───── Data records
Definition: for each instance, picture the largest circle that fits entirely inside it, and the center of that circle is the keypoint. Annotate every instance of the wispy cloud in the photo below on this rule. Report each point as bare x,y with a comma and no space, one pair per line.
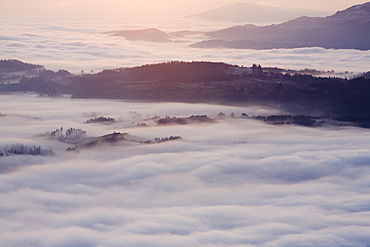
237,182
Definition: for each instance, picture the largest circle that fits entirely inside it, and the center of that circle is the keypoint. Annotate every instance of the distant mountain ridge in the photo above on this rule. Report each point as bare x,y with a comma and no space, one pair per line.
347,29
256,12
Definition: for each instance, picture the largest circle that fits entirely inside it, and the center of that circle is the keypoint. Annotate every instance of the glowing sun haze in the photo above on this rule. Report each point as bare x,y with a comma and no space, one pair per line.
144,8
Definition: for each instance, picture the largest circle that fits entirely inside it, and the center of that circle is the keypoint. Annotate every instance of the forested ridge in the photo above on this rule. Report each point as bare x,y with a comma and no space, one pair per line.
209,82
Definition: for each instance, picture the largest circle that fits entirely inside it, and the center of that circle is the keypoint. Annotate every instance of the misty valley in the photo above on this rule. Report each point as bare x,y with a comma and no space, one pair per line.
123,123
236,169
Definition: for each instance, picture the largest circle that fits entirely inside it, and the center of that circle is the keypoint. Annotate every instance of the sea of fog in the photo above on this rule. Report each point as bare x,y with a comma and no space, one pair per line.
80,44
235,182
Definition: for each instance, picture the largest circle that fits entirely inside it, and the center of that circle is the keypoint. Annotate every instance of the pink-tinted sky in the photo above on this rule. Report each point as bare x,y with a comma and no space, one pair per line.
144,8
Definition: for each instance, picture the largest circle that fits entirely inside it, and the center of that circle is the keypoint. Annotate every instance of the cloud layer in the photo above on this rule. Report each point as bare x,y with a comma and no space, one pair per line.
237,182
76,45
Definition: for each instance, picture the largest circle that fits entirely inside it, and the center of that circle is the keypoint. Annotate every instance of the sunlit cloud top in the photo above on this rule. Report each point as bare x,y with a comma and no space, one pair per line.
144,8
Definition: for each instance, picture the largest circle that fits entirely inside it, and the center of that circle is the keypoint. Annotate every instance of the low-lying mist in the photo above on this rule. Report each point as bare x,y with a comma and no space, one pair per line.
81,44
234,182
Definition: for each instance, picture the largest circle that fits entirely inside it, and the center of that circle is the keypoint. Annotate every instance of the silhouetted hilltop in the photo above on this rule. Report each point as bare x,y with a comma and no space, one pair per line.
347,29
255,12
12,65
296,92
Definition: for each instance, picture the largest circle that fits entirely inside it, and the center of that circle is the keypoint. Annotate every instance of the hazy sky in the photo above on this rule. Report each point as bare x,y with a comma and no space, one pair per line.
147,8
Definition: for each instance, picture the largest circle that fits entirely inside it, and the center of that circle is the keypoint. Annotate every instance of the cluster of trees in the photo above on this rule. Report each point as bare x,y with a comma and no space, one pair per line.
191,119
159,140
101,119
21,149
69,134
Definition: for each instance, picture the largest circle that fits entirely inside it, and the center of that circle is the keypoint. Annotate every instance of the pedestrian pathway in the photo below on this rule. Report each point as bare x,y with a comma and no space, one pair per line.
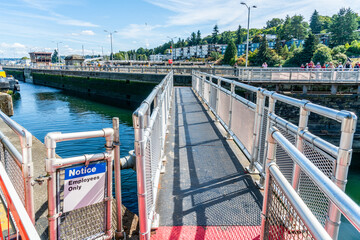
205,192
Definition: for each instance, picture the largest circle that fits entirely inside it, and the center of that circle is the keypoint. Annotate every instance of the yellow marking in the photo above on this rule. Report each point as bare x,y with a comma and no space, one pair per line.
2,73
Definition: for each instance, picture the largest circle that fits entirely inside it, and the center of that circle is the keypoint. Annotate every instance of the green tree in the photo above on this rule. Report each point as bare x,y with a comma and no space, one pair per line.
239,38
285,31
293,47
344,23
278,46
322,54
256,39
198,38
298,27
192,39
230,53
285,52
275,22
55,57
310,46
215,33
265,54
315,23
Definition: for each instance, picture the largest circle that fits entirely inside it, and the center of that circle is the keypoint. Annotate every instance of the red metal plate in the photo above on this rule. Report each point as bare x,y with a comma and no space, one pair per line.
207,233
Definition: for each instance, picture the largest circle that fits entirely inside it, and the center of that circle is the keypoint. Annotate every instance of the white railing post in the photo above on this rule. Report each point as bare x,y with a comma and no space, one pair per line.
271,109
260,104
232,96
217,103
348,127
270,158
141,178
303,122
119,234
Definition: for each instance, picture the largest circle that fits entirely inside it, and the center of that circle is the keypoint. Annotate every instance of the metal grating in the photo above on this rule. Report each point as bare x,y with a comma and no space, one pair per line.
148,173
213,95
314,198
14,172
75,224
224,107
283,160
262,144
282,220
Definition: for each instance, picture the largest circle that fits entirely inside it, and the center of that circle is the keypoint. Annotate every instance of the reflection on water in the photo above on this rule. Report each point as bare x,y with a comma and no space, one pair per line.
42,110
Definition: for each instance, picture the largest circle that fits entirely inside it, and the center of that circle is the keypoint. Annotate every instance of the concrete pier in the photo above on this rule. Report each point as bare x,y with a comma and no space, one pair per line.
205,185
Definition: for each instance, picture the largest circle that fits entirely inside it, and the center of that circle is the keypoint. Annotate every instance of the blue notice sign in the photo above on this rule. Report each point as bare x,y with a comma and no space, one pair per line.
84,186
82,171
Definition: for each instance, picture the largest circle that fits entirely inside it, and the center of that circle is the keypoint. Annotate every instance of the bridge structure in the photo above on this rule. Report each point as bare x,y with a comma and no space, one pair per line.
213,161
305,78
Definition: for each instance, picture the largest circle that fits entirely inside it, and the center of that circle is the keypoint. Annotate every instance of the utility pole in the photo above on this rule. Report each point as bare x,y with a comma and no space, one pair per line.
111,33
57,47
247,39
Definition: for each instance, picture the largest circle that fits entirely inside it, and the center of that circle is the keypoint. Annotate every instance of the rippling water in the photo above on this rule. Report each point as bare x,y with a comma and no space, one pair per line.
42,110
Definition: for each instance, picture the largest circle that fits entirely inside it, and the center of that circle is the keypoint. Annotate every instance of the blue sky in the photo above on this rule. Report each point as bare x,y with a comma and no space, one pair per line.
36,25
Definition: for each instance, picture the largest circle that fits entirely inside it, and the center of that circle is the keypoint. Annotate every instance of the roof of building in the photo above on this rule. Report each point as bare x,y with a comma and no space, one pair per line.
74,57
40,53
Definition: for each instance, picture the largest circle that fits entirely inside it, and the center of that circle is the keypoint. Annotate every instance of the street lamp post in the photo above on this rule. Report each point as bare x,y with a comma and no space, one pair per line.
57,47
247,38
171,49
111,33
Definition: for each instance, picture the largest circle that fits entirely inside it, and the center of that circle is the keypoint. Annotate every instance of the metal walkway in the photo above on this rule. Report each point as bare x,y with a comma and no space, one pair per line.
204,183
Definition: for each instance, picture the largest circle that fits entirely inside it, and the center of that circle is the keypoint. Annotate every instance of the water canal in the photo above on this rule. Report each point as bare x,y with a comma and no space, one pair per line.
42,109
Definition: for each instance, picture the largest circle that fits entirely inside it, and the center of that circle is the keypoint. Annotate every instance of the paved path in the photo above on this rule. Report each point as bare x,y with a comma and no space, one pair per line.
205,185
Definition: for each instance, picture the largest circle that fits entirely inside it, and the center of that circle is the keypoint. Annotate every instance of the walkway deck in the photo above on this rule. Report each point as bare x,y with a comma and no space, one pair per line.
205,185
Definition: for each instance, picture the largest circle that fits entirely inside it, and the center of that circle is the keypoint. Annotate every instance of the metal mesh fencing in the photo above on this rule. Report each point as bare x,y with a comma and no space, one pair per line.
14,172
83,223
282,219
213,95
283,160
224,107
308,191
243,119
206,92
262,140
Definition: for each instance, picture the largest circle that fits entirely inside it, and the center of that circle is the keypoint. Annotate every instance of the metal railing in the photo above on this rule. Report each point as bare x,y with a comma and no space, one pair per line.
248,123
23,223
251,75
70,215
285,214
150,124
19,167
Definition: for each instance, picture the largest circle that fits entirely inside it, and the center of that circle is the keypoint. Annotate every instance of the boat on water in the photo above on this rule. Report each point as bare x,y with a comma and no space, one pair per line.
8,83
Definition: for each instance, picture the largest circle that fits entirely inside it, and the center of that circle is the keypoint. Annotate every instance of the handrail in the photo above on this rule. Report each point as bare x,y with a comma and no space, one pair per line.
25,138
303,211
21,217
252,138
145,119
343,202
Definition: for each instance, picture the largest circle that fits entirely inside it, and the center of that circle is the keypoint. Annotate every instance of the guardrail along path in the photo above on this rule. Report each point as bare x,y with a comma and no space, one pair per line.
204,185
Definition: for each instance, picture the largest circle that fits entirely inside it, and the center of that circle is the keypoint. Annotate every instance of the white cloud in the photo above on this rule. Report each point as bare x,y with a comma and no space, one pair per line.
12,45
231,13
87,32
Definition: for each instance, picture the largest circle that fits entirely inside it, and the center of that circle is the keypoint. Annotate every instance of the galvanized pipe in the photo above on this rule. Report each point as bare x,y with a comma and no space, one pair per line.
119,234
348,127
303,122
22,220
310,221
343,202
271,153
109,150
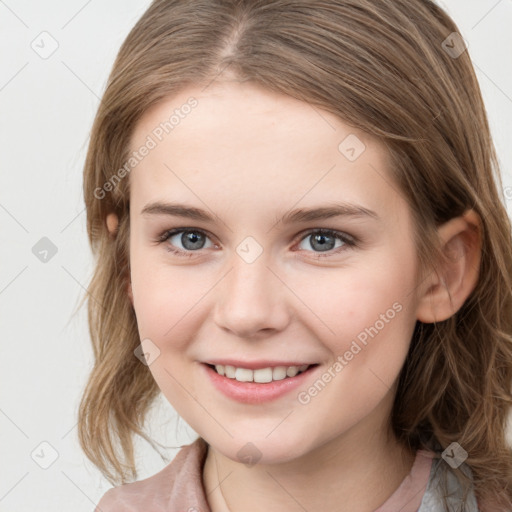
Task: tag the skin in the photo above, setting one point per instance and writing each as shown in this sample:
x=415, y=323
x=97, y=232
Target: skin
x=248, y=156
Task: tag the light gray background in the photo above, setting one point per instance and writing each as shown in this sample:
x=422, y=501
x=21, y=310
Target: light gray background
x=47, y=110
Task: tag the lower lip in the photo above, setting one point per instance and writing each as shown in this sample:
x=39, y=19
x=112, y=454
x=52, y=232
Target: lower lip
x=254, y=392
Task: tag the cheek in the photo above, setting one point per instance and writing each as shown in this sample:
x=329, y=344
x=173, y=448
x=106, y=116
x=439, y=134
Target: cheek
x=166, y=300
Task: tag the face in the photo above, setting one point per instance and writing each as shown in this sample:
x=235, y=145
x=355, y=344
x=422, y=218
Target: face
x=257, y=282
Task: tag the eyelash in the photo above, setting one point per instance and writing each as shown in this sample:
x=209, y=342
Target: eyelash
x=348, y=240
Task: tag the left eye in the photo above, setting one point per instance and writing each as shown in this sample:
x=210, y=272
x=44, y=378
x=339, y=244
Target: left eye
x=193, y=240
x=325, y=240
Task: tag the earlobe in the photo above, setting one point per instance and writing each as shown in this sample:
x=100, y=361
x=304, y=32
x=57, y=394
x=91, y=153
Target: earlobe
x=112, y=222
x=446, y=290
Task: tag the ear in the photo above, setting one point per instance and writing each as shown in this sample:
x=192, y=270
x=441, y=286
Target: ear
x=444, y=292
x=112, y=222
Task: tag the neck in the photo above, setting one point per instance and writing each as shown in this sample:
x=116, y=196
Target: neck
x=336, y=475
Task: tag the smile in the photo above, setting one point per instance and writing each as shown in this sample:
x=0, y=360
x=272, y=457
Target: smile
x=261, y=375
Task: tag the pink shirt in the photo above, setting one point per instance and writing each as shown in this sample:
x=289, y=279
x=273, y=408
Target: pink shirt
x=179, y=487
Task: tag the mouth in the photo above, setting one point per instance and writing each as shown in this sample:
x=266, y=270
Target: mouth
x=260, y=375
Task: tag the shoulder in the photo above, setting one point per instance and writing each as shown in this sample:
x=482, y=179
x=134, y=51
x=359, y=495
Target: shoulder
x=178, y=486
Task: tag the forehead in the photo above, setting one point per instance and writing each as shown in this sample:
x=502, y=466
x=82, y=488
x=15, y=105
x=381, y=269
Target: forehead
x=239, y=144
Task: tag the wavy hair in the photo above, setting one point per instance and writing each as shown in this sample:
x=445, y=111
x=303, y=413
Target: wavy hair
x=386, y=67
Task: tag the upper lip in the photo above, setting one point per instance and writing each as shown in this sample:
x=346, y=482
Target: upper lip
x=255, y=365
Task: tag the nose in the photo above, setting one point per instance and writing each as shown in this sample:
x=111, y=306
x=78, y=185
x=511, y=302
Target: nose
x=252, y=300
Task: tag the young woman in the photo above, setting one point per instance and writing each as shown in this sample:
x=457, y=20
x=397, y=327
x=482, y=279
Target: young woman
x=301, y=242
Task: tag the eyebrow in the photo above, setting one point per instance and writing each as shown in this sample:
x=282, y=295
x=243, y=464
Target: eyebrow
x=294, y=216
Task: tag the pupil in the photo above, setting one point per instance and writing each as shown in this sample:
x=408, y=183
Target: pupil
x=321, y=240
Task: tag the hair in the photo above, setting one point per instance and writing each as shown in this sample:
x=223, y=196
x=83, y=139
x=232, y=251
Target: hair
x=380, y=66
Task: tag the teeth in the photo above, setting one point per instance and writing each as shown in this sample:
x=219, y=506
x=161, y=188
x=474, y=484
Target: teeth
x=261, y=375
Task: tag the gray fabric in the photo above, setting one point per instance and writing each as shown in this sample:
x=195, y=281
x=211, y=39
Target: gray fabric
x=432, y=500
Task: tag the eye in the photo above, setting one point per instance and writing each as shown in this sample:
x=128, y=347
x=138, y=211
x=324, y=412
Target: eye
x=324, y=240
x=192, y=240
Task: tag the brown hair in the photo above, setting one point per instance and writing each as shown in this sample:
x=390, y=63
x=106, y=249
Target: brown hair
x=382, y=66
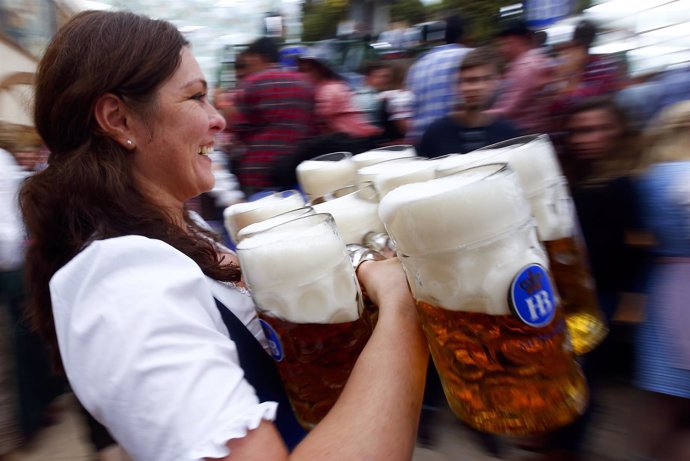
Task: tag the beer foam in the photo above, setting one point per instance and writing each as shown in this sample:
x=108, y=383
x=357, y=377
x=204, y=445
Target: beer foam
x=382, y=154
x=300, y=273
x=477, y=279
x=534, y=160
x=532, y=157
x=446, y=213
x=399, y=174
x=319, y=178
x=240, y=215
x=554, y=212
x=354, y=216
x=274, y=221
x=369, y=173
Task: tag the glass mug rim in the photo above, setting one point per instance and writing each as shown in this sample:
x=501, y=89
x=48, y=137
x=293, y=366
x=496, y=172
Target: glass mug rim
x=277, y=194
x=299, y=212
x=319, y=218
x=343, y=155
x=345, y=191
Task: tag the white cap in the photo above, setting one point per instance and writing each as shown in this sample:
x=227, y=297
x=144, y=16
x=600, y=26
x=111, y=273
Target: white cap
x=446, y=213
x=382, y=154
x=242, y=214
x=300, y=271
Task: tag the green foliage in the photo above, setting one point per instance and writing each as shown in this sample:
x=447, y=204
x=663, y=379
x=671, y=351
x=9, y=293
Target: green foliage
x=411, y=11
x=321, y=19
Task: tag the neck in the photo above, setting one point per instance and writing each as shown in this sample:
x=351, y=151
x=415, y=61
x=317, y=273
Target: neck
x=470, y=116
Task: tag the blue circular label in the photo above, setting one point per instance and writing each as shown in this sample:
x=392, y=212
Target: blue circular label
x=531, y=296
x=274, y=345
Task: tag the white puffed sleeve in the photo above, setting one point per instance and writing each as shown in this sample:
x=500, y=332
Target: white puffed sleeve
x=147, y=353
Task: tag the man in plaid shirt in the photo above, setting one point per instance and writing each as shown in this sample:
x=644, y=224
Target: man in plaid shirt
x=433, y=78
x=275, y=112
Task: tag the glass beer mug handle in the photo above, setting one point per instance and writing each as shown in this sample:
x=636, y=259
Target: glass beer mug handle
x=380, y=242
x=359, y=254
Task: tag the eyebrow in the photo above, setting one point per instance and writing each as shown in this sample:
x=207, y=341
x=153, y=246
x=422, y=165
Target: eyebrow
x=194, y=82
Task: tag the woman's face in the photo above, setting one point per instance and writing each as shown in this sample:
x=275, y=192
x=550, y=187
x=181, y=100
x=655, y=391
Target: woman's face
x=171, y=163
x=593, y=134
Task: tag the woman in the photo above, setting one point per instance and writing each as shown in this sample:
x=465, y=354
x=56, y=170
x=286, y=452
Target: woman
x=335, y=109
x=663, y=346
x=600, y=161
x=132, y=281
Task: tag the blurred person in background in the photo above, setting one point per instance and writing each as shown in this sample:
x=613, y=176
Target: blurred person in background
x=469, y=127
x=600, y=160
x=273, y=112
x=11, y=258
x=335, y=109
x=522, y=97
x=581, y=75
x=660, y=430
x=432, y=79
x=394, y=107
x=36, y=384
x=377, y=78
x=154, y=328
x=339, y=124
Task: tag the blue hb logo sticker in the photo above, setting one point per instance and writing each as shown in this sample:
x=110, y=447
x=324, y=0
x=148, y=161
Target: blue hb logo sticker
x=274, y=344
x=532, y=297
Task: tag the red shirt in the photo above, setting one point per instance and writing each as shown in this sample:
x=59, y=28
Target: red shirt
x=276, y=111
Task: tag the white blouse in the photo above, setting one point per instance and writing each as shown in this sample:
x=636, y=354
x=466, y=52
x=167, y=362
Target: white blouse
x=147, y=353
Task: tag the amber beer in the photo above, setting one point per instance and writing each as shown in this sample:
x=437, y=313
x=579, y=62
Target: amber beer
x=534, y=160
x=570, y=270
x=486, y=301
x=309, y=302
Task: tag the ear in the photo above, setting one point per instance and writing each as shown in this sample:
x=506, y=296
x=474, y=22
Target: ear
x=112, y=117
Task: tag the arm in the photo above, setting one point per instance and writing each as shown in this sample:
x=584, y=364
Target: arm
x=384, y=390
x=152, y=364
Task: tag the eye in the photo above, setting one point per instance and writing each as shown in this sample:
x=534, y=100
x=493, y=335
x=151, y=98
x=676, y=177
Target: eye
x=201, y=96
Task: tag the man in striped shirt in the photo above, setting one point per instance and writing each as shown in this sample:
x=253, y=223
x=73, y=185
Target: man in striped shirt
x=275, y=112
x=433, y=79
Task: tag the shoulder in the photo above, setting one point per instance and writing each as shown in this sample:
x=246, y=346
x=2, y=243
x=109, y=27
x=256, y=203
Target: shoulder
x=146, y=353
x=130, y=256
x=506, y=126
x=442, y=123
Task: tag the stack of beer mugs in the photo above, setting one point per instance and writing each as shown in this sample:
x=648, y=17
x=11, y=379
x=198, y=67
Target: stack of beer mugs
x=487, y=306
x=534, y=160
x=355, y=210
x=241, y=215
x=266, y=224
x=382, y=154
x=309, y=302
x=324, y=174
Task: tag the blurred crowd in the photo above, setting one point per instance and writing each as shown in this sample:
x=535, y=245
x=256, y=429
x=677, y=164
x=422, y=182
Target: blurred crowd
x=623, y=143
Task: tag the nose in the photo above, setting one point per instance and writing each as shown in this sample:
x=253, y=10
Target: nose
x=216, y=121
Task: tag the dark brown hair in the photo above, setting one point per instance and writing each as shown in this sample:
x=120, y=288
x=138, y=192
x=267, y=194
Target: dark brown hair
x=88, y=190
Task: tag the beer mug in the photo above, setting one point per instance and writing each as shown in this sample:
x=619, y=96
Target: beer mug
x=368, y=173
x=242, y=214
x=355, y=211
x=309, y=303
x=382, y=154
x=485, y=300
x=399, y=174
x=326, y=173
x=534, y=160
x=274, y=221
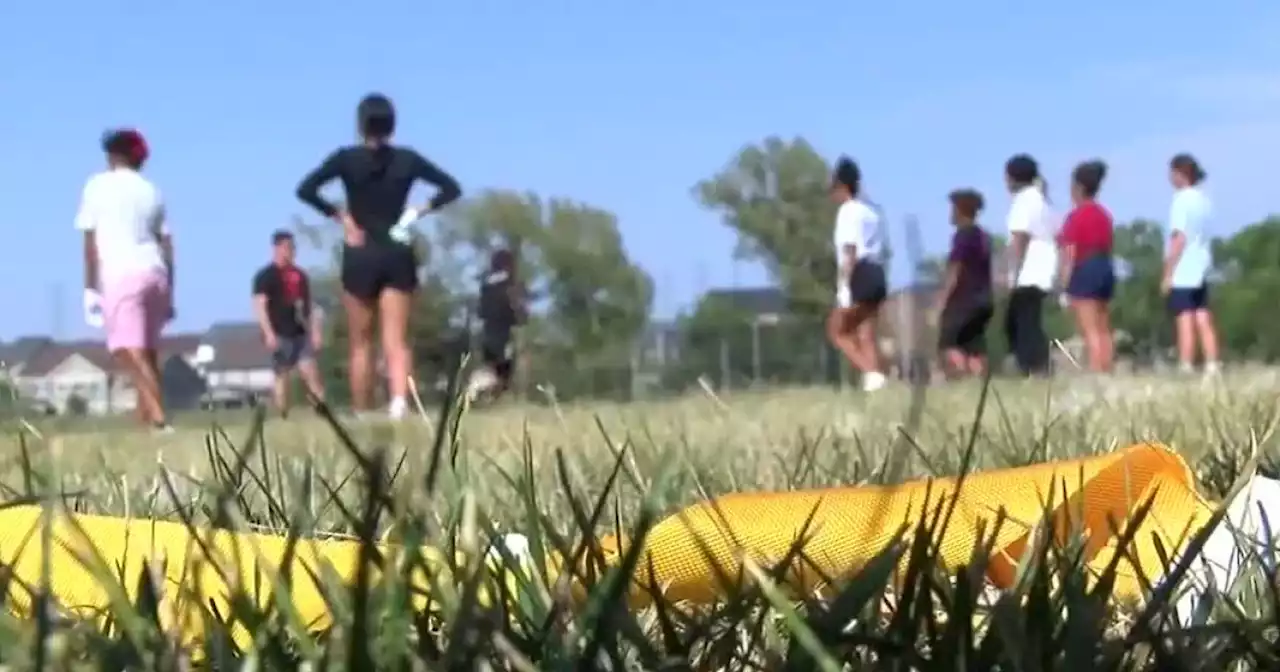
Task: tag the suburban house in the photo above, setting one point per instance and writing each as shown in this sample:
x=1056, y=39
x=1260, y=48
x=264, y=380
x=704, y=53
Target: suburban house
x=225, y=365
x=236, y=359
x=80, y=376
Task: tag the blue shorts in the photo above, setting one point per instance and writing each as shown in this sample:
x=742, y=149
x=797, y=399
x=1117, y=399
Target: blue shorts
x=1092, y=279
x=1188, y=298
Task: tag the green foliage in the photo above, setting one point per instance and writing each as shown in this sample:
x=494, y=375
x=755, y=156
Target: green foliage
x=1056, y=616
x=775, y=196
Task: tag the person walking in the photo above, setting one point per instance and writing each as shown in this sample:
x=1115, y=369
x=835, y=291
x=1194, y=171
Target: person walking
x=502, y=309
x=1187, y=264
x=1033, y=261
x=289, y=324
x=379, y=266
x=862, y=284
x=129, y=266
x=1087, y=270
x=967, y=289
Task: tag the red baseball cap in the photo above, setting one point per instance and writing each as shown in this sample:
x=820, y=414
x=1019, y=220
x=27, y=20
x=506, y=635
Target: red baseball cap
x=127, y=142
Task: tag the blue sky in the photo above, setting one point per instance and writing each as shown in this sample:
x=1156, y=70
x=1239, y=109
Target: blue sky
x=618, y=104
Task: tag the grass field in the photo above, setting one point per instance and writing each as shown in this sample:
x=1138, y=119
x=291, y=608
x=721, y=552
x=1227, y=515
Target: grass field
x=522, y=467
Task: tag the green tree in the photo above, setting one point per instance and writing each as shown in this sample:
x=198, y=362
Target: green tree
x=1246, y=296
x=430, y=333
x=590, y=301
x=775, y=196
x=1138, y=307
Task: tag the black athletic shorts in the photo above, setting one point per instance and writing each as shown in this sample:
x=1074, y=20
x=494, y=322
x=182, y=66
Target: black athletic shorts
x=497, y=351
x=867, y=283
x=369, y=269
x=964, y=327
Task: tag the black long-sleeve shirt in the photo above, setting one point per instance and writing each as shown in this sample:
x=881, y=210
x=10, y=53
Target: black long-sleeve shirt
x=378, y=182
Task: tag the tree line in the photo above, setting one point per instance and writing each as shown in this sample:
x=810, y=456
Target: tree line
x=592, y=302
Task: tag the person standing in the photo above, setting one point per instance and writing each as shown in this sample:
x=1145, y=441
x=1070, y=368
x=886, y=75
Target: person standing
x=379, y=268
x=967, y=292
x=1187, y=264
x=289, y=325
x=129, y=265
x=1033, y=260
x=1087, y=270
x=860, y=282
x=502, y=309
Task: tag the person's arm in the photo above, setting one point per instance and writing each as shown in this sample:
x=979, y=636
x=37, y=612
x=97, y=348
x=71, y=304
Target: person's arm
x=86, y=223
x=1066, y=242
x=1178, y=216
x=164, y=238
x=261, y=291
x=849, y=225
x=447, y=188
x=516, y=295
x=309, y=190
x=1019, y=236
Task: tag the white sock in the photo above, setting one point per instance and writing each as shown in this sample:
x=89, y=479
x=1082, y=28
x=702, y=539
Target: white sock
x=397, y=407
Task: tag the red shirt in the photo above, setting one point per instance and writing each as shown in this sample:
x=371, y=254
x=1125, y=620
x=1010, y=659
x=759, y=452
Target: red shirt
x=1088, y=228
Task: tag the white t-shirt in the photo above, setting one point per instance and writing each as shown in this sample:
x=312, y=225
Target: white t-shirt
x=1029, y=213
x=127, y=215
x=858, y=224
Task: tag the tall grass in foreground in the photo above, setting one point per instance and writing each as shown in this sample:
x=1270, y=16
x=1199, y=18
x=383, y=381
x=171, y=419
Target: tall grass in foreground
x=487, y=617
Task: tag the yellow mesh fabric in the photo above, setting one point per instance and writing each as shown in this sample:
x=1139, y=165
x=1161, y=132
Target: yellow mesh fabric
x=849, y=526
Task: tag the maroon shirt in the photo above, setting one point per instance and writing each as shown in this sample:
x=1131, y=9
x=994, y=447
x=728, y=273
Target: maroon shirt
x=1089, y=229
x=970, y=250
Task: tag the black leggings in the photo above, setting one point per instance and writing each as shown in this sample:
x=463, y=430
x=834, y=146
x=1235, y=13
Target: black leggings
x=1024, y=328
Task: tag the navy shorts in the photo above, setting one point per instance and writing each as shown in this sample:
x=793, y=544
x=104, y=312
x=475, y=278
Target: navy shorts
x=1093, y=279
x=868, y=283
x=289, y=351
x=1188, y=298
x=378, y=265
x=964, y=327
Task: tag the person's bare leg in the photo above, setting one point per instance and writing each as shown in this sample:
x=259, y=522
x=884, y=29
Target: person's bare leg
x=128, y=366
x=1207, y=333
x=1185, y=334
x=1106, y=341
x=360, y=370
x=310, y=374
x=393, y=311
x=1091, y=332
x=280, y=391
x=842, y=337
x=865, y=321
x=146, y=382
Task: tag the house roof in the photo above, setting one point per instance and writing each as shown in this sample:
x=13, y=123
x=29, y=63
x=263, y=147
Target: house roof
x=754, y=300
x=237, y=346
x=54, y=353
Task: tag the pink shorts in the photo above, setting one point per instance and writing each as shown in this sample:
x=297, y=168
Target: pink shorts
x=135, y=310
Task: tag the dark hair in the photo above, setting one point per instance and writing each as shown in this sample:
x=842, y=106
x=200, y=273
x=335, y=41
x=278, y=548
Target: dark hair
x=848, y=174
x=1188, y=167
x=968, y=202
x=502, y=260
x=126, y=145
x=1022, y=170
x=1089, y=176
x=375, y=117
──────────
Can you rewrite every line of the records from the line with "Task: tag the pupil" up to and including the line with "x=380, y=66", multiplying each answer coordinate by 2.4 and rounding it to a whole number with halves rounded up? Keep all other text the same, including the sample coordinates that show the format.

Task: tag the pupil in the photo above, setting one point per instance and writing each as shown in this sample:
x=408, y=183
Target: pupil
x=770, y=576
Task: tag the hair in the photo above, setting one point per instance and writing each as shown in this sample:
x=223, y=196
x=83, y=139
x=232, y=251
Target: hair
x=912, y=158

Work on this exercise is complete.